Recast the entries below as a numbered list, one line per item, leaving out blank lines and omitting the pictures.

Provided entries:
────────

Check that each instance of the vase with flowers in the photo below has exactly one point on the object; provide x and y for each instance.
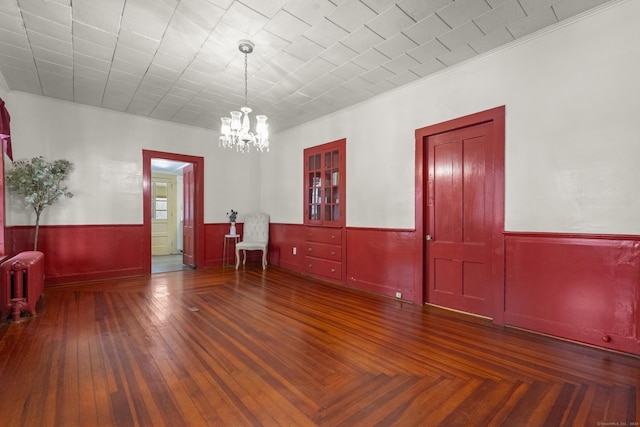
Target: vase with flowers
(232, 217)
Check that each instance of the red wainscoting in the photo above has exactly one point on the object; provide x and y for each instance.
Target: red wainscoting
(283, 238)
(83, 252)
(214, 243)
(385, 262)
(581, 287)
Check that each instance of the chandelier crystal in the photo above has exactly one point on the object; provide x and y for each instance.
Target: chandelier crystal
(235, 130)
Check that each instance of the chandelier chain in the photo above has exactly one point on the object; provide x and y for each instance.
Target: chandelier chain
(245, 79)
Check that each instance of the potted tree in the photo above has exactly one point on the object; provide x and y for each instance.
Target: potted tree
(41, 183)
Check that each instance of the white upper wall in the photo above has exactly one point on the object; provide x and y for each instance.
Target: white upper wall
(106, 149)
(572, 141)
(572, 133)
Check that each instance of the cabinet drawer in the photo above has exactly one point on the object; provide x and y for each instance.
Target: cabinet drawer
(322, 267)
(324, 235)
(321, 250)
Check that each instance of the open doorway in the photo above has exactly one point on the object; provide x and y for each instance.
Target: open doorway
(167, 215)
(173, 211)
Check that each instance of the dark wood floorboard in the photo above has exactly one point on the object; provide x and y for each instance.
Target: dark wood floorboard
(222, 347)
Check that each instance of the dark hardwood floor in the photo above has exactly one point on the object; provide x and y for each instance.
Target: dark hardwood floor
(222, 347)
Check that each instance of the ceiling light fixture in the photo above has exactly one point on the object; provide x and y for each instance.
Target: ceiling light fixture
(234, 130)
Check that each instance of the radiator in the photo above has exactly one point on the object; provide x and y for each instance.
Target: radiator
(21, 284)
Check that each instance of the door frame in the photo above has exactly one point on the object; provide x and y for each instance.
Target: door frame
(496, 116)
(198, 170)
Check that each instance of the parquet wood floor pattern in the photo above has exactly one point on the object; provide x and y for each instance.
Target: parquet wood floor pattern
(272, 348)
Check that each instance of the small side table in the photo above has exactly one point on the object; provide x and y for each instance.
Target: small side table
(227, 259)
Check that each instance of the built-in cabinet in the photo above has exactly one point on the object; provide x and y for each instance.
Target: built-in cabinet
(324, 210)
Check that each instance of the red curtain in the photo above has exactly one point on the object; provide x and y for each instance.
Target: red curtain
(5, 131)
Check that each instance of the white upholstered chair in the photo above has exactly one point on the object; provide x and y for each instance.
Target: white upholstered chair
(255, 238)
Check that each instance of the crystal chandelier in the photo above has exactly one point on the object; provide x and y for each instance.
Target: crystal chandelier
(234, 130)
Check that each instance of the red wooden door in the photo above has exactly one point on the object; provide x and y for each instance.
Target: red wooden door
(459, 208)
(188, 226)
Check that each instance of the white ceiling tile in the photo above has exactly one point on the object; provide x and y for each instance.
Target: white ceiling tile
(186, 51)
(427, 29)
(377, 75)
(491, 40)
(356, 84)
(52, 57)
(309, 11)
(428, 51)
(182, 38)
(286, 26)
(22, 79)
(458, 55)
(201, 13)
(400, 64)
(502, 16)
(381, 87)
(147, 17)
(17, 63)
(420, 9)
(267, 8)
(10, 8)
(90, 73)
(123, 80)
(325, 33)
(567, 8)
(461, 35)
(396, 45)
(362, 40)
(131, 68)
(104, 15)
(348, 70)
(12, 23)
(55, 68)
(87, 93)
(134, 40)
(351, 15)
(390, 22)
(304, 49)
(427, 67)
(338, 54)
(141, 107)
(310, 70)
(38, 25)
(46, 42)
(282, 65)
(11, 38)
(404, 78)
(379, 6)
(535, 21)
(463, 11)
(370, 59)
(533, 6)
(87, 48)
(48, 11)
(16, 52)
(93, 35)
(141, 58)
(244, 19)
(56, 86)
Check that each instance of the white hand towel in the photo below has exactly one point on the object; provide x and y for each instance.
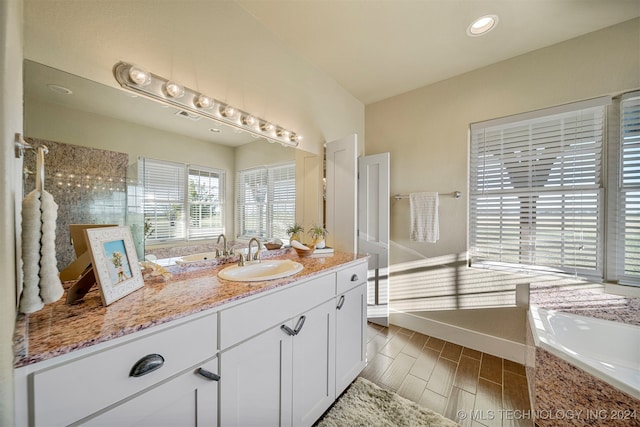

────────

Response to the exercise:
1. Check that each instance of the vase with flowers in the photo below has exactly one point on the object; provide x and y for each instance.
2. Target: vase with flowers
3. (232, 217)
4. Check that each instance of the red wainscoting in the photo above has exactly one point on the object; provide x and y for each instance.
5. Target: red wainscoting
6. (283, 238)
7. (83, 252)
8. (214, 243)
9. (385, 262)
10. (581, 287)
11. Check that each instance of the chandelier crystal in the photo above has exactly one point on the object; provide x and y for each instance.
12. Target: chandelier crystal
13. (235, 130)
14. Check that each instance of the chandelier chain in the photo above has exactly one point on the object; provide x and y for each instance.
15. Target: chandelier chain
16. (245, 79)
17. Check that each instance of the potted tree in the photo above has exactly one point on the object; provide x and y for each instance.
18. Target: potted tree
19. (41, 183)
20. Check that each instance of the white upper wall in the photo above has exactly one point on the object; provide x and y for each instance.
21. Target: white upper wall
22. (106, 149)
23. (572, 141)
24. (572, 133)
25. Check that each instance of the cabinet drawer in the photo above has exactly one point on the object; provide x and y for each instance.
26. Target: cabinet drawer
27. (322, 267)
28. (324, 235)
29. (321, 250)
30. Check that each instance of the open doorway in the photo above has exactly one point on the object; provide x and y for each instance.
31. Target: open doorway
32. (167, 215)
33. (173, 211)
34. Check that each instance of the dark wood floorboard in the photo above has exactly one point on the object; provide x and y for each instance.
35. Target: dark wood floorboard
36. (222, 347)
37. Check that each instance of the dark hardwood floor in the photo above has exactly one point on the object; provide x and y for each instance.
38. Target: dark hardwood floor
39. (222, 347)
40. Check that each instance of the ceiling light fixture in the photo above has exactly one point on the object; provide x and y for each instance.
41. Target: ceiling light fixture
42. (234, 130)
43. Check that each instance of the radiator in the photo above has exactly one point on the object; provide x and y for each instance.
44. Target: radiator
45. (21, 284)
46. Check that each instance of the door frame in the photo above has exactly one point on the object; provide x and y for each instance.
47. Target: door frame
48. (496, 116)
49. (198, 170)
50. Check that each instance of the parquet wood floor pattern in the photo above has exactly one point on the object; provide x and y for each instance.
51. Target: parquet wood floor pattern
52. (272, 348)
53. Check that each instance of the small side table in the photo above has exactly one point on the object; provide x and y for each instance.
54. Target: small side table
55. (227, 259)
56. Check that each instance of the built-in cabinet in the photo above has exactly one point on the object; provide x and y for each instance.
57. Target: built-in cabinet
58. (324, 210)
59. Check that each instance of the red curtain in the photo above has exactly one point on the object; provide x and y for each instance.
60. Target: red curtain
61. (5, 131)
62. Check that each instance of the white upholstered chair in the photo above has exactly one point on the object; provide x and y for each instance.
63. Target: white upholstered chair
64. (255, 238)
65. Check that each instance of the crystal chandelier in the photo above has exactly one point on the object; provide x and y for each instance.
66. Target: crystal chandelier
67. (234, 130)
68. Check that each instance of the red wooden door in the photo above has exactly one point on the object; provide x and y for each instance.
69. Target: red wooden door
70. (459, 208)
71. (188, 226)
72. Check that each instance of the white ceiling tile in the photo above has exactly one point on the object; provide x and y for each instance.
73. Target: white ceiling tile
74. (186, 51)
75. (427, 29)
76. (377, 75)
77. (491, 40)
78. (356, 84)
79. (52, 57)
80. (309, 11)
81. (428, 51)
82. (182, 38)
83. (286, 26)
84. (22, 79)
85. (458, 55)
86. (201, 13)
87. (400, 64)
88. (502, 16)
89. (381, 87)
90. (147, 17)
91. (17, 63)
92. (420, 9)
93. (267, 8)
94. (10, 8)
95. (90, 73)
96. (123, 80)
97. (325, 33)
98. (567, 8)
99. (461, 35)
100. (396, 45)
101. (362, 40)
102. (131, 68)
103. (104, 15)
104. (348, 70)
105. (12, 23)
106. (55, 68)
107. (87, 93)
108. (134, 40)
109. (351, 15)
110. (390, 22)
111. (304, 49)
112. (427, 67)
113. (338, 54)
114. (141, 107)
115. (310, 70)
116. (38, 25)
117. (46, 42)
118. (282, 65)
119. (11, 38)
120. (404, 78)
121. (379, 6)
122. (535, 21)
123. (463, 11)
124. (370, 59)
125. (533, 6)
126. (87, 48)
127. (48, 11)
128. (16, 52)
129. (93, 35)
130. (141, 58)
131. (244, 19)
132. (56, 86)
133. Check that each instance of the white hand towel in the photo below has exactly one point on the object; provide x and y for each instance.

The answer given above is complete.